--- START ---

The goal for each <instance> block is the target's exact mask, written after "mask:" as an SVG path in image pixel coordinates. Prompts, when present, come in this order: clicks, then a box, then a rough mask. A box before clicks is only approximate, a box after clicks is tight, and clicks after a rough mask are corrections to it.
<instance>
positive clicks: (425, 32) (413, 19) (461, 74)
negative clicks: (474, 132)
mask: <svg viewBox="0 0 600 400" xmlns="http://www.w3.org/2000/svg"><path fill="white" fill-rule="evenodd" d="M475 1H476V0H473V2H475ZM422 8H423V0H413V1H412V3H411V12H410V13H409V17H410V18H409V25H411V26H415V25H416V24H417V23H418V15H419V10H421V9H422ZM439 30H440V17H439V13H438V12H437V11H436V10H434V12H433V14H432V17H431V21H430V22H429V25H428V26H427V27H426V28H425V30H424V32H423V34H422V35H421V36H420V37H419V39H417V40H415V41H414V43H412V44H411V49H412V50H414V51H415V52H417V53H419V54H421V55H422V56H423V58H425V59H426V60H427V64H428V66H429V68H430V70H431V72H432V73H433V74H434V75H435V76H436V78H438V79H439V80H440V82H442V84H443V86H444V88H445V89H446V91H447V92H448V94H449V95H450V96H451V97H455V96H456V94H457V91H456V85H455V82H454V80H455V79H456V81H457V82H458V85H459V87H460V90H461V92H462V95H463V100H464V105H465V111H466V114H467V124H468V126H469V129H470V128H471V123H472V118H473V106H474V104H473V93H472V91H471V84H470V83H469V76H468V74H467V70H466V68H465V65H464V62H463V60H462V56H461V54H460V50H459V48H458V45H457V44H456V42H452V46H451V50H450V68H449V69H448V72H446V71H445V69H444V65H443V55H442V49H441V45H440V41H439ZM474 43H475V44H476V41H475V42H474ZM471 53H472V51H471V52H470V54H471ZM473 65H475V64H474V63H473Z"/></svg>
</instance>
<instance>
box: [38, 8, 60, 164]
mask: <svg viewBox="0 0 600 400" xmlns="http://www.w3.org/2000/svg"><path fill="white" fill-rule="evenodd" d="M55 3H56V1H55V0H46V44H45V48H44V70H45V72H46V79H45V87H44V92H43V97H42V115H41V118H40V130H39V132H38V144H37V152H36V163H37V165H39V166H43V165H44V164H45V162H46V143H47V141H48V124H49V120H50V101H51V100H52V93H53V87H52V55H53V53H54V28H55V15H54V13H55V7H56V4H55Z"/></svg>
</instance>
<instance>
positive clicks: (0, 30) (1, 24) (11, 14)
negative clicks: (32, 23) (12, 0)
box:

--- END ---

# PROBLEM TO SOLVE
Exact copies of every record are required.

# RESPONSE FOR THIS EXERCISE
The goal for each <instance> block is the target's exact mask, written after "mask:" as an SVG path in image pixel coordinates. Prompts, when present, come in this order: clicks, then a box, then a rough mask. A box before clicks is only approximate, a box after clicks is tight, and clicks after a rough mask are corrections to it.
<instance>
positive clicks: (425, 32) (413, 19) (461, 74)
negative clicks: (474, 132)
mask: <svg viewBox="0 0 600 400" xmlns="http://www.w3.org/2000/svg"><path fill="white" fill-rule="evenodd" d="M475 1H476V0H473V2H475ZM422 8H423V0H413V1H412V3H411V12H410V13H409V17H410V18H409V25H411V26H415V25H416V24H417V23H418V15H419V10H421V9H422ZM439 30H440V17H439V13H438V12H437V11H436V10H434V12H433V14H432V17H431V21H430V22H429V25H428V26H427V27H426V28H425V30H424V32H423V34H422V35H421V36H420V37H419V39H417V40H415V41H414V43H412V44H411V49H412V50H414V51H415V52H417V53H419V54H421V55H422V56H423V58H425V59H426V60H427V64H428V66H429V68H430V70H431V72H432V73H433V74H434V75H435V76H436V78H438V79H439V80H440V82H442V84H443V86H444V88H445V89H446V91H447V92H448V94H449V95H450V96H451V97H455V96H456V94H457V91H456V85H455V82H454V80H455V79H456V81H457V82H458V85H459V87H460V90H461V92H462V95H463V100H464V105H465V111H466V114H467V124H468V126H469V129H470V128H471V123H472V118H473V106H474V104H473V93H472V91H471V84H470V83H469V76H468V74H467V70H466V68H465V65H464V62H463V60H462V56H461V54H460V50H459V48H458V45H457V44H456V42H452V46H451V50H450V68H449V69H448V72H446V71H445V69H444V65H443V55H442V49H441V45H440V41H439ZM474 43H475V44H476V41H475V42H474ZM471 53H472V51H471V52H470V54H471ZM473 65H475V64H474V63H473Z"/></svg>
</instance>
<instance>
box: [38, 8, 60, 164]
mask: <svg viewBox="0 0 600 400" xmlns="http://www.w3.org/2000/svg"><path fill="white" fill-rule="evenodd" d="M55 3H56V1H55V0H46V44H45V48H44V70H45V72H46V79H45V87H44V92H43V97H42V115H41V118H40V130H39V132H38V144H37V152H36V163H37V165H39V166H43V165H44V164H45V162H46V143H47V141H48V124H49V120H50V101H51V100H52V93H53V87H52V55H53V53H54V28H55V15H54V13H55V7H56V4H55Z"/></svg>
</instance>
<instance>
positive clicks: (0, 30) (1, 24) (11, 14)
negative clicks: (32, 23) (12, 0)
box:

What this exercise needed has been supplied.